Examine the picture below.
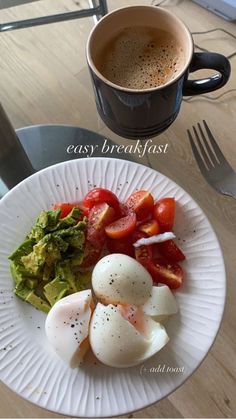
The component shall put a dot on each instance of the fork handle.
(209, 60)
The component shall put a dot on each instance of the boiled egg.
(161, 303)
(123, 336)
(67, 326)
(118, 278)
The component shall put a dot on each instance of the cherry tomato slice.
(164, 272)
(66, 208)
(124, 246)
(141, 202)
(171, 251)
(99, 217)
(143, 254)
(164, 213)
(122, 227)
(99, 195)
(150, 227)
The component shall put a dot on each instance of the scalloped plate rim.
(74, 162)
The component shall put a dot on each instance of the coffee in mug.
(141, 57)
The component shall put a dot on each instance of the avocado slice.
(64, 272)
(55, 290)
(22, 291)
(24, 249)
(31, 283)
(37, 302)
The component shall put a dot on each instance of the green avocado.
(55, 290)
(64, 272)
(24, 249)
(37, 302)
(43, 265)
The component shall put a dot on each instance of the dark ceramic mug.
(140, 114)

> _Goal_
Please render every line of the records above as a Markdown table with the columns "Row" and "Line", skipping blank lines. Leave the pictures out of the answer.

> _The response_
| Row | Line |
|---|---|
| 1 | Examine the picture below. |
| 2 | The component shall put a dot on each instance of the fork handle. |
| 3 | (209, 60) |
| 4 | The component shall put a dot on each instance of the boiled egg. |
| 5 | (161, 303) |
| 6 | (123, 336) |
| 7 | (67, 326) |
| 8 | (118, 278) |
| 9 | The component shall put a dot on each instance of the cherry tomato slice. |
| 10 | (164, 272) |
| 11 | (66, 208) |
| 12 | (124, 246) |
| 13 | (141, 202) |
| 14 | (171, 251) |
| 15 | (99, 217) |
| 16 | (143, 254) |
| 17 | (164, 213) |
| 18 | (122, 227) |
| 19 | (99, 195) |
| 20 | (150, 227) |
| 21 | The component shall put a dot on each instance of the scalloped plate rim. |
| 22 | (74, 162) |
| 23 | The component shall put a dot on each instance of the coffee in mug. |
| 24 | (141, 57) |
| 25 | The component shall put a dot on each instance of the avocado slice. |
| 26 | (64, 272) |
| 27 | (55, 290) |
| 28 | (22, 291) |
| 29 | (24, 249) |
| 30 | (31, 283) |
| 31 | (37, 302) |
| 32 | The component shall put a dot on each instance of the green avocado. |
| 33 | (55, 290) |
| 34 | (64, 272) |
| 35 | (24, 249) |
| 36 | (37, 302) |
| 37 | (43, 265) |
| 38 | The component shall put a dot on each instance of the dark ceramic mug. |
| 39 | (140, 114) |